▶ [Requirements] Pull from the data below, unchanged, the lines from the one containing "out the cumulus" up to and including the one containing "[577, 469, 607, 532]". Omit any pictures from your answer.

▶ [Dataset extract]
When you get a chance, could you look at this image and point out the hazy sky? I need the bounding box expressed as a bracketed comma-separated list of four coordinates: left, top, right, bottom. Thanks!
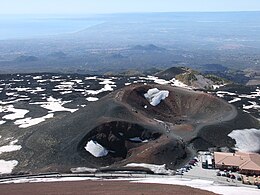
[0, 0, 260, 14]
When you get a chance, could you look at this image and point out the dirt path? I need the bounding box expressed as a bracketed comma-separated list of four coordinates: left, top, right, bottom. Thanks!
[0, 181, 217, 195]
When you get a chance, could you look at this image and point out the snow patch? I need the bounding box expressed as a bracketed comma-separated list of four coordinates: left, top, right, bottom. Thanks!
[70, 167, 97, 173]
[0, 160, 18, 174]
[0, 120, 6, 125]
[144, 88, 169, 106]
[126, 163, 175, 175]
[228, 129, 260, 152]
[228, 98, 241, 104]
[0, 139, 22, 154]
[85, 140, 108, 157]
[0, 105, 29, 120]
[14, 113, 54, 128]
[86, 97, 98, 102]
[30, 96, 78, 113]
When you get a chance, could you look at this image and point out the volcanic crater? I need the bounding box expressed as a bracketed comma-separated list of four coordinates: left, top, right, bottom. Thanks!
[7, 84, 257, 172]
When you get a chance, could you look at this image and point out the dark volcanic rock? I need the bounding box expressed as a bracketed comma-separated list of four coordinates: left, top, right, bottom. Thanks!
[10, 85, 257, 172]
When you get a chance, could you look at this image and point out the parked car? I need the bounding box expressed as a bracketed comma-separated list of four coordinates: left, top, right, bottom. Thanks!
[230, 174, 236, 179]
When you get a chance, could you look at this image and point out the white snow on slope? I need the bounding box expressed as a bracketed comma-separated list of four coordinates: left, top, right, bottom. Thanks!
[0, 120, 6, 125]
[125, 163, 175, 175]
[85, 140, 108, 157]
[228, 98, 241, 104]
[86, 97, 98, 102]
[243, 101, 260, 110]
[144, 88, 169, 106]
[70, 167, 97, 173]
[0, 105, 29, 120]
[228, 129, 260, 152]
[30, 96, 78, 113]
[0, 160, 18, 174]
[14, 113, 54, 128]
[0, 139, 22, 154]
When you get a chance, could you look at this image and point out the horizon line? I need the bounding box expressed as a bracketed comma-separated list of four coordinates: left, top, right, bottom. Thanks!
[0, 10, 260, 16]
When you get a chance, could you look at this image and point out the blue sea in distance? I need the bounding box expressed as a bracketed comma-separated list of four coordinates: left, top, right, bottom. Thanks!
[0, 15, 104, 40]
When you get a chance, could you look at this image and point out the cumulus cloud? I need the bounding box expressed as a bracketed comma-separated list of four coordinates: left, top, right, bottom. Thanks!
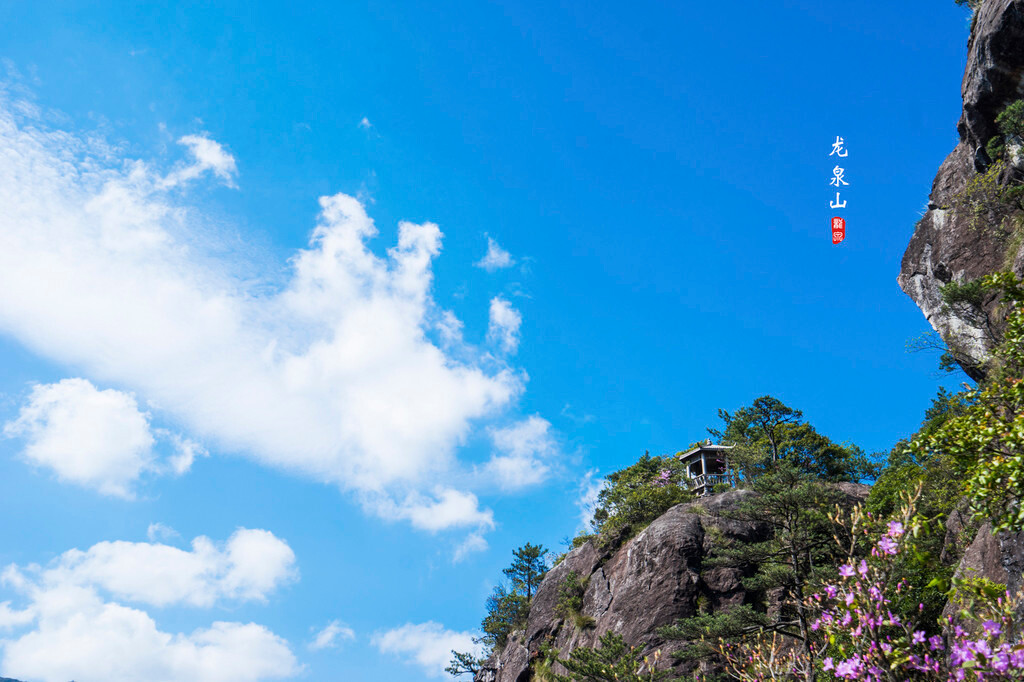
[145, 522, 181, 543]
[485, 415, 559, 489]
[309, 621, 355, 651]
[487, 296, 522, 353]
[18, 526, 296, 606]
[0, 90, 524, 525]
[473, 236, 515, 272]
[0, 530, 301, 682]
[4, 379, 155, 498]
[161, 135, 238, 188]
[373, 621, 482, 677]
[3, 379, 207, 493]
[379, 487, 495, 532]
[167, 433, 210, 476]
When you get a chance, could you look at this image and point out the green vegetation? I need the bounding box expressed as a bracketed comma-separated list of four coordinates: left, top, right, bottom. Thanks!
[709, 395, 877, 481]
[910, 272, 1024, 530]
[445, 543, 548, 675]
[660, 460, 844, 675]
[450, 307, 1024, 682]
[555, 632, 671, 682]
[950, 99, 1024, 239]
[593, 453, 693, 547]
[502, 543, 548, 601]
[555, 570, 594, 630]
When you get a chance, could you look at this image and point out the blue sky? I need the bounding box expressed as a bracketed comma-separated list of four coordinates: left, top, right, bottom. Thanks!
[0, 0, 968, 682]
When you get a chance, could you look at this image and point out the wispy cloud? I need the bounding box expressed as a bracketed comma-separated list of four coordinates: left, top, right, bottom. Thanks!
[0, 91, 524, 529]
[484, 415, 559, 491]
[309, 621, 355, 651]
[0, 529, 301, 682]
[487, 296, 522, 354]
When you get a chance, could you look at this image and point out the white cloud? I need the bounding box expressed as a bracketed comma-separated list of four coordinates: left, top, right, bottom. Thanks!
[2, 588, 301, 682]
[374, 621, 481, 677]
[168, 433, 210, 476]
[145, 522, 181, 543]
[4, 379, 154, 498]
[378, 487, 495, 532]
[0, 530, 301, 682]
[487, 296, 522, 353]
[3, 379, 207, 493]
[0, 601, 36, 630]
[484, 415, 559, 489]
[19, 526, 296, 606]
[473, 237, 515, 272]
[0, 90, 524, 517]
[161, 135, 238, 188]
[309, 621, 355, 651]
[577, 469, 607, 532]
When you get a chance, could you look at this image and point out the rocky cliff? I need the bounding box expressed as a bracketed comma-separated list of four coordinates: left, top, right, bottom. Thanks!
[475, 483, 869, 682]
[475, 491, 765, 682]
[898, 0, 1024, 379]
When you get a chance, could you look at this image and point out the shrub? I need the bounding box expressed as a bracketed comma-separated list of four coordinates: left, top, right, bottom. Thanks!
[592, 453, 693, 546]
[555, 570, 594, 630]
[558, 632, 672, 682]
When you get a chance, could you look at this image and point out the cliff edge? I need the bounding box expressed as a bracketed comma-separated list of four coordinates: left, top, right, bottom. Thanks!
[898, 0, 1024, 380]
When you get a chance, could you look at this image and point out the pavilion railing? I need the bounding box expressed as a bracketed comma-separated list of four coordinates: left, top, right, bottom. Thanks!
[689, 473, 735, 491]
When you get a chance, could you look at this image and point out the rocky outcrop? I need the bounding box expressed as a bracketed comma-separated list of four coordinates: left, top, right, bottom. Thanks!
[943, 523, 1024, 619]
[475, 491, 766, 682]
[898, 0, 1024, 379]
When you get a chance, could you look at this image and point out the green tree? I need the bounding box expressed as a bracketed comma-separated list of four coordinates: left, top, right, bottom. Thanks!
[479, 585, 529, 652]
[446, 543, 548, 675]
[592, 453, 693, 545]
[662, 458, 844, 680]
[502, 543, 548, 601]
[556, 632, 671, 682]
[708, 395, 876, 481]
[444, 649, 483, 677]
[910, 272, 1024, 530]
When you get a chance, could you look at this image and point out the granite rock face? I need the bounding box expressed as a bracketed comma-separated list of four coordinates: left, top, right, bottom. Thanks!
[475, 491, 766, 682]
[898, 0, 1024, 379]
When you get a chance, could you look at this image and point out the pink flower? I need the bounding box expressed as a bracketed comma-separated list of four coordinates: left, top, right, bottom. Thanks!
[981, 621, 1002, 636]
[879, 537, 896, 554]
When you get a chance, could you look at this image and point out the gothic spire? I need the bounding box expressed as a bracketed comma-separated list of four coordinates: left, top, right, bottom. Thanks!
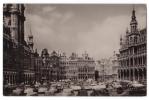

▶ [Finished task]
When you get a chance, could you look at this image and point out the cumulus cloud? I need the bounding box expressed as a bracketed comma-separated list of four coordinates: left, top, right, bottom. Thanks!
[145, 522, 181, 543]
[485, 415, 559, 489]
[309, 621, 355, 651]
[487, 296, 522, 353]
[18, 526, 296, 606]
[0, 90, 524, 525]
[473, 236, 515, 272]
[0, 530, 301, 682]
[4, 379, 155, 498]
[161, 135, 238, 188]
[373, 621, 482, 677]
[3, 379, 207, 493]
[379, 487, 495, 532]
[167, 433, 210, 476]
When you get a chance, could you look at this image and point out the green vegetation? I need the bounding box expressed as a bracketed comma-separated list of four coordinates: left, top, right, bottom. Thanks!
[709, 395, 877, 481]
[910, 272, 1024, 530]
[445, 543, 548, 675]
[660, 460, 844, 675]
[450, 307, 1024, 682]
[555, 632, 671, 682]
[950, 99, 1024, 239]
[593, 453, 693, 547]
[502, 543, 548, 601]
[555, 570, 594, 630]
When you get a chance, could you look at this image and point out the blue sky? I need the bounding box expressed as a bracketed comma-separated list of four coordinates: left, top, right, bottom. Thanks!
[0, 0, 968, 682]
When you get a chance, could you look at this image and point out the wispy cloud? I need the bounding box expressed as a bracketed comma-separated list of four coordinates: left, top, right, bottom. Thanks!
[0, 91, 524, 529]
[484, 415, 559, 491]
[309, 621, 355, 651]
[0, 529, 301, 682]
[487, 296, 522, 354]
When you get a chance, could you look at this image and point out the white cloud? I need the bounding box expressed as a bracketed comma-separated list of four coordinates: left, top, right, bottom. Thanks!
[2, 588, 301, 682]
[374, 621, 481, 677]
[168, 433, 210, 476]
[145, 522, 181, 543]
[4, 379, 154, 498]
[378, 487, 495, 532]
[0, 530, 301, 682]
[487, 296, 522, 353]
[3, 379, 207, 493]
[0, 601, 36, 630]
[484, 415, 559, 489]
[19, 526, 296, 606]
[473, 237, 515, 272]
[0, 90, 524, 517]
[161, 135, 238, 188]
[309, 621, 355, 651]
[577, 469, 607, 532]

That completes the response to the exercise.